Task directions:
Nothing before the line containing "Where can the river water" belongs in the answer; quote that line and all lines after it through the end of the material, word for word.

......

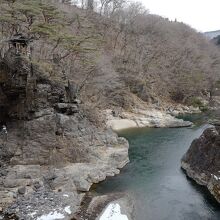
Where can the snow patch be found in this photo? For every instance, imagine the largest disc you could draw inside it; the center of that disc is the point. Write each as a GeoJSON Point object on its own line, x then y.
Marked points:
{"type": "Point", "coordinates": [65, 195]}
{"type": "Point", "coordinates": [33, 214]}
{"type": "Point", "coordinates": [113, 212]}
{"type": "Point", "coordinates": [67, 210]}
{"type": "Point", "coordinates": [51, 216]}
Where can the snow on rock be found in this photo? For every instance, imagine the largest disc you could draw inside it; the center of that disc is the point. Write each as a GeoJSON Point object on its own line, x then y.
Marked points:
{"type": "Point", "coordinates": [67, 210]}
{"type": "Point", "coordinates": [51, 216]}
{"type": "Point", "coordinates": [113, 212]}
{"type": "Point", "coordinates": [65, 195]}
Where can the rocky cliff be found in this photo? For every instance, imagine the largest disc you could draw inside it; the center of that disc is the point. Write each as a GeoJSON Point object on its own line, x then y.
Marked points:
{"type": "Point", "coordinates": [202, 161]}
{"type": "Point", "coordinates": [52, 153]}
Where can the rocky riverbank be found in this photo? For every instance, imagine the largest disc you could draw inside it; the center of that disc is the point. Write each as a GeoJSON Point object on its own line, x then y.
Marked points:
{"type": "Point", "coordinates": [201, 162]}
{"type": "Point", "coordinates": [144, 118]}
{"type": "Point", "coordinates": [52, 153]}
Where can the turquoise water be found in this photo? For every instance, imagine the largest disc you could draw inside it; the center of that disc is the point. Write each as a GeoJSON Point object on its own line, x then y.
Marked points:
{"type": "Point", "coordinates": [153, 177]}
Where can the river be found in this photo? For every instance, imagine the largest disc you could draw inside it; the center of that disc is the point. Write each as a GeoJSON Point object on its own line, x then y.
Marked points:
{"type": "Point", "coordinates": [153, 177]}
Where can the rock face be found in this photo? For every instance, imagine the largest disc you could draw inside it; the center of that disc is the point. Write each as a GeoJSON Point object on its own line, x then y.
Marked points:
{"type": "Point", "coordinates": [51, 153]}
{"type": "Point", "coordinates": [202, 160]}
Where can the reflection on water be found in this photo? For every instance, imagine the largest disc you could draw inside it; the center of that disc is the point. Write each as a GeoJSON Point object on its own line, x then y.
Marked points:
{"type": "Point", "coordinates": [160, 188]}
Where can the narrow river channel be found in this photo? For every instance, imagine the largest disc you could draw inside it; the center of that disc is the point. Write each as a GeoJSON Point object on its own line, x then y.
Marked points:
{"type": "Point", "coordinates": [153, 177]}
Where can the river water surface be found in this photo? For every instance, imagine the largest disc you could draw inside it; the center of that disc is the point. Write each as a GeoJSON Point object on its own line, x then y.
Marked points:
{"type": "Point", "coordinates": [153, 177]}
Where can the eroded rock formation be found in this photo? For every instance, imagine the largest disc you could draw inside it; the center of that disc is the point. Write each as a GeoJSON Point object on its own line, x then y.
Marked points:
{"type": "Point", "coordinates": [202, 160]}
{"type": "Point", "coordinates": [52, 153]}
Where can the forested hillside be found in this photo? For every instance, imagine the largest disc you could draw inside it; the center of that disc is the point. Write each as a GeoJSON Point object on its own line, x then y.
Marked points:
{"type": "Point", "coordinates": [115, 51]}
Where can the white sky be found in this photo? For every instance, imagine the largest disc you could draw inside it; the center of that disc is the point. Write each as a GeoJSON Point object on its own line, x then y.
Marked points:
{"type": "Point", "coordinates": [203, 15]}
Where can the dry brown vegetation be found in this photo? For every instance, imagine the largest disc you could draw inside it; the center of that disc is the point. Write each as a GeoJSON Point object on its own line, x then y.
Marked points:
{"type": "Point", "coordinates": [114, 50]}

......

Response for this exercise:
Where can the river water surface be found in this photo? For every instance, imagine the largest disc you could draw inside it; the center of that disc is the point. Write each as a GeoJSON Point object on its own line, x then y.
Marked points:
{"type": "Point", "coordinates": [153, 177]}
Where can the eroded rock formation be found in this photo? For every instance, imagine the largest disc you could draw inside it; the center of that disc is the point. Write each as a GeoJSON Point object on its own line, x then y.
Marked points:
{"type": "Point", "coordinates": [202, 160]}
{"type": "Point", "coordinates": [52, 153]}
Where can the forested hillside be found in this photo? For every instance, imagine the largest disc you could draw inside it; the center of that disc is the point. Write each as a GeoJSON Point object on its own line, x then y.
Marked points:
{"type": "Point", "coordinates": [115, 51]}
Where can the white sky be found in this photo? For every instance, imagine the largest disc you could draw inside it; the center of that disc is the point. Write each as a GeoJSON Point object on its own line, x then y.
Marked points:
{"type": "Point", "coordinates": [203, 15]}
Where can the dry brown vegetation be found in this photo? For every instance, imagine the largest disc you could draw inside it; the center of that disc is the point. Write each as a GeoJSON Point object on its own line, x then y.
Marked points:
{"type": "Point", "coordinates": [114, 50]}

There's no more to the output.